╭─ Supplied passage

Summertime Safety

Hey y’all, happy Thursday! Tomorrow is the first day of May, and although summer doesn’t technically begin until June 20, it already feels like summer in my soul – and my backyard (hello Alabama warmth, I’ve missed you!) As we embark on the warmest time of year, I thought it might be a good time to refresh ourselves on summer safety tips as we plan for those backyard barbecues, beach and lake days, and more time spent outdoors in general!

Did you know that the number one weather-related killer in the United States is heat? It’s important to know your risks and understand how to protect yourself during extreme heat. Some safety tips include:

  • Find air conditioning. AC is the strongest protective factor against heat illness.
  • Avoid strenuous activities. If you do plan to do something active, such as take a hike, on a hot day, make sure that you’re prepared! Dress appropriately in moisture-wicking clothing. Bring plenty of food and about 2 cups of water for each hour you plan to hike. It’s also handy to have a first-aid kit and navigational tools.
  • Wear light, loose-fitting clothing.
  • Drink plenty of water – don’t wait until you are thirsty. If you don’t like the taste of water, try cutting up fresh fruit to add into it!

╰─
╭─ Provided data

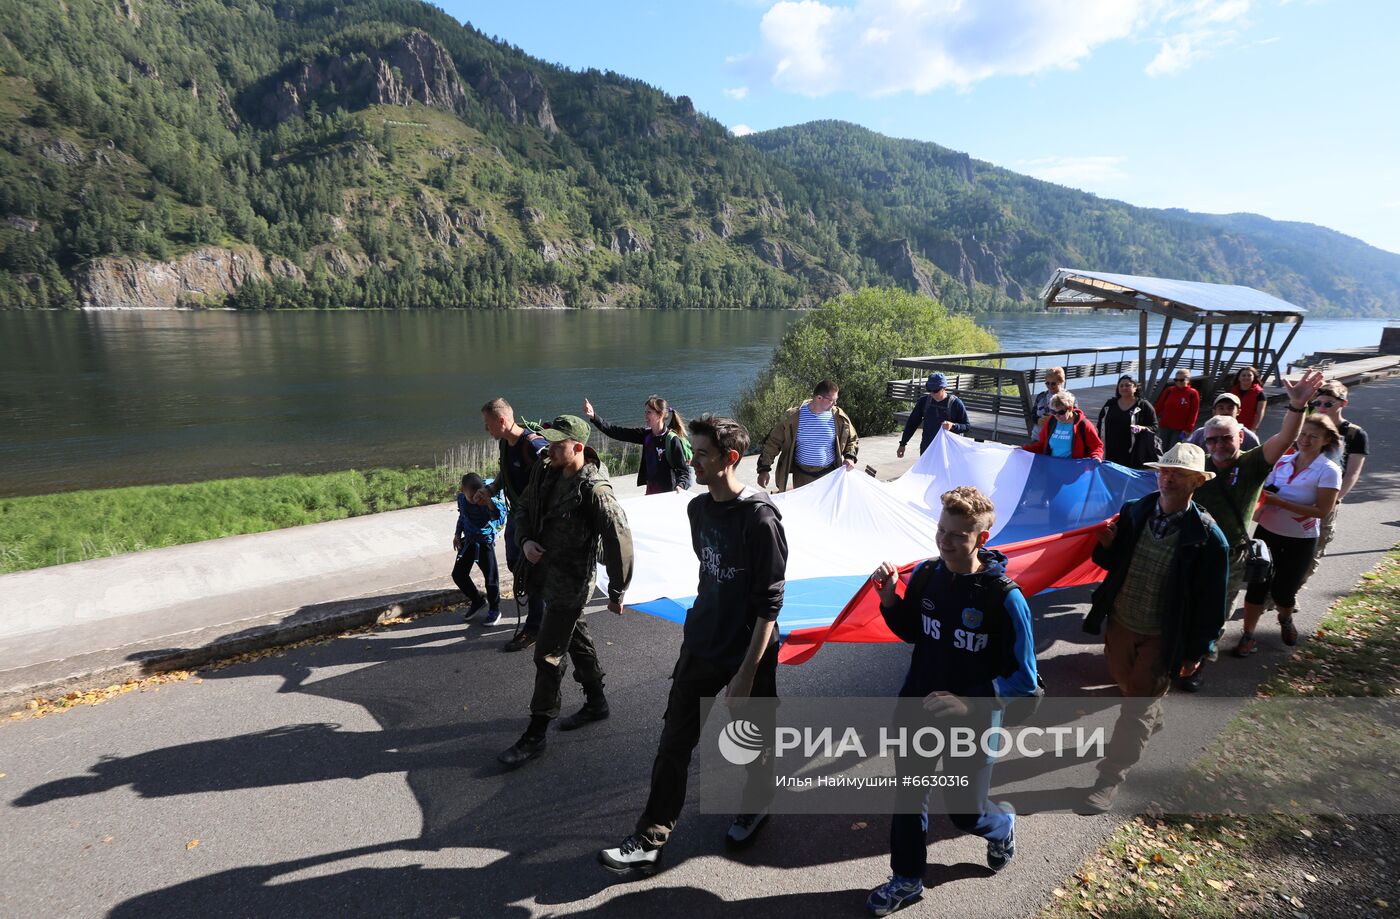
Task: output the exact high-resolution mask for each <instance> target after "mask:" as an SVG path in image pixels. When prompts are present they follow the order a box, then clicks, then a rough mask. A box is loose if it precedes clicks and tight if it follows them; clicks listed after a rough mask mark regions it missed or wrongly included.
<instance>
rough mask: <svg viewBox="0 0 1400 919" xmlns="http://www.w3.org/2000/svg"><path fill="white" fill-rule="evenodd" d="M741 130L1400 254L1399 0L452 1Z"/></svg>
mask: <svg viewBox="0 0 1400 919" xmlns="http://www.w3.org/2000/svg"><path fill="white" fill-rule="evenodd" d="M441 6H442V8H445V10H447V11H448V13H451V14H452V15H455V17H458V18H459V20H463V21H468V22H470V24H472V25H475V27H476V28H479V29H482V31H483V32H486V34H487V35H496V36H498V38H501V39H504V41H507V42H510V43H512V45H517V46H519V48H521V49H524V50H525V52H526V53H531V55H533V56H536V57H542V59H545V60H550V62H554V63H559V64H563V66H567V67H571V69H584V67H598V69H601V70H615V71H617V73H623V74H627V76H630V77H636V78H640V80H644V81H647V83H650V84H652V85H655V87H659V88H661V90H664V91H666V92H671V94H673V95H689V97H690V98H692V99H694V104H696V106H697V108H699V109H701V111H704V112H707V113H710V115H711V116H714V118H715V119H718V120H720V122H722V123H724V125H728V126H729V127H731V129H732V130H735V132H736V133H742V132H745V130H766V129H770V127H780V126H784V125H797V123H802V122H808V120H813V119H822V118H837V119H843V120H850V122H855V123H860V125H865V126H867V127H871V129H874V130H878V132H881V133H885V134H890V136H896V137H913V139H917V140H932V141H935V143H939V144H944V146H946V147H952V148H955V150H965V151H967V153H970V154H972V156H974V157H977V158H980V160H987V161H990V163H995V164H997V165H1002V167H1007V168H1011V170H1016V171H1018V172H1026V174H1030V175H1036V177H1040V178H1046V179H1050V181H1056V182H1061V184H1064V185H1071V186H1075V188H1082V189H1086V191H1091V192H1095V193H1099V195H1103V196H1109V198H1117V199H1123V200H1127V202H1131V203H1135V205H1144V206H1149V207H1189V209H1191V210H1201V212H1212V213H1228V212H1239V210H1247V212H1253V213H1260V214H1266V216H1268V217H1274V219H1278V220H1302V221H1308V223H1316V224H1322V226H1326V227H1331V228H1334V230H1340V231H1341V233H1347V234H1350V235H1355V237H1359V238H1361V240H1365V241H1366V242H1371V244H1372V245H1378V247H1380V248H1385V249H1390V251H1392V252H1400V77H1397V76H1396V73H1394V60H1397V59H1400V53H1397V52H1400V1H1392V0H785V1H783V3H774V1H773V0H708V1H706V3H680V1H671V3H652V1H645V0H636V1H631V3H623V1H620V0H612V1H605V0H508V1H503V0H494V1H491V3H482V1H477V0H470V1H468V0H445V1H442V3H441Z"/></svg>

╰─

Assigned task:
Revise the summer safety post, starting with "Summertime Safety" and going on through "against heat illness.", so that "patio" replaces "backyard".

Response to this exercise:
Summertime Safety

Hey y’all, happy Thursday! Tomorrow is the first day of May, and although summer doesn’t technically begin until June 20, it already feels like summer in my soul – and my patio (hello Alabama warmth, I’ve missed you!) As we embark on the warmest time of year, I thought it might be a good time to refresh ourselves on summer safety tips as we plan for those patio barbecues, beach and lake days, and more time spent outdoors in general!

Did you know that the number one weather-related killer in the United States is heat? It’s important to know your risks and understand how to protect yourself during extreme heat. Some safety tips include:

  • Find air conditioning. AC is the strongest protective factor against heat illness.